> **Your objective**
Recast the records from the line with "Tag the bare" to the line with "Target: hillside", both included, as a Markdown table with the columns No. and Text, numbering each line and leaving out blank lines.

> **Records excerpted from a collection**
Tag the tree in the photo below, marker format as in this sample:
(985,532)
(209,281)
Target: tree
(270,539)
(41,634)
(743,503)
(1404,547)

--

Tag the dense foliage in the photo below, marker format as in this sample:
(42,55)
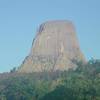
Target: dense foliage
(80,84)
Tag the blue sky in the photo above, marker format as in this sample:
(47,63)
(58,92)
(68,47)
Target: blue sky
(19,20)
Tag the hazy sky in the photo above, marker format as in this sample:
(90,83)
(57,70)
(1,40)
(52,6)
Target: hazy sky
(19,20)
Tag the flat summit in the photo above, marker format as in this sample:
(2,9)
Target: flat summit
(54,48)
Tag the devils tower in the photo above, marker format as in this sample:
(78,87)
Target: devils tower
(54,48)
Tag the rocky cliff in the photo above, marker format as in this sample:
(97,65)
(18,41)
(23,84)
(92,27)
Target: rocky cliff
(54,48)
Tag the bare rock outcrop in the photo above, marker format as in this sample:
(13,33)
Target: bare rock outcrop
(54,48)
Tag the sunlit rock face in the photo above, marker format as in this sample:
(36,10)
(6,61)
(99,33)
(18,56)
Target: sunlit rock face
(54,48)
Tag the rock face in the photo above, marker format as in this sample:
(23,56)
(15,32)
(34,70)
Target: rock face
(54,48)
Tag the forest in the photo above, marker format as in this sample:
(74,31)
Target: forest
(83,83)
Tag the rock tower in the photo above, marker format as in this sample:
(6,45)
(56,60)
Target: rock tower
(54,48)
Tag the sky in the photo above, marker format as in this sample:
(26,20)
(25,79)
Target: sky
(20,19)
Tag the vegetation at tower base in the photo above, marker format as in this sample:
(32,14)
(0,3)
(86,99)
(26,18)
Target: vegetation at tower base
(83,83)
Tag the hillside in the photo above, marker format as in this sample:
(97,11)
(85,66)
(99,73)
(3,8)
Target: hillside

> **Exercise response**
| No. | Text |
|---|---|
| 1 | Tag the bare rock outcrop in the photo above, marker format as in this sample: |
| 2 | (13,33) |
| 3 | Target: bare rock outcrop |
| 4 | (54,48) |
| 5 | Tag the sunlit rock face in the photo above, marker format as in this sample: |
| 6 | (36,10) |
| 7 | (6,61) |
| 8 | (99,33) |
| 9 | (18,56) |
| 10 | Target: sunlit rock face |
| 11 | (54,48) |
| 12 | Tag the rock face in the photo above, marker format as in this sample: |
| 13 | (23,56) |
| 14 | (15,32) |
| 15 | (34,70) |
| 16 | Target: rock face |
| 17 | (54,48) |
| 18 | Tag the forest in the photo above, marker format as in this sample: |
| 19 | (74,31) |
| 20 | Target: forest |
| 21 | (83,83) |
| 22 | Tag the rock tower in the photo above, marker format as in this sample: |
| 23 | (6,45) |
| 24 | (56,60) |
| 25 | Target: rock tower |
| 26 | (54,48) |
| 27 | Tag the sky in the photo above, marker format as in this sample: |
| 28 | (26,20) |
| 29 | (25,79) |
| 30 | Target: sky |
| 31 | (20,19) |
| 32 | Tag the vegetation at tower base in the photo above, marker format as in this sample: |
| 33 | (32,14) |
| 34 | (0,3) |
| 35 | (86,99) |
| 36 | (26,18) |
| 37 | Target: vegetation at tower base |
| 38 | (83,83) |
| 39 | Tag the hillside in the photo above, marker format as in this sample: |
| 40 | (97,11) |
| 41 | (85,66) |
| 42 | (99,73) |
| 43 | (3,8) |
| 44 | Target: hillside |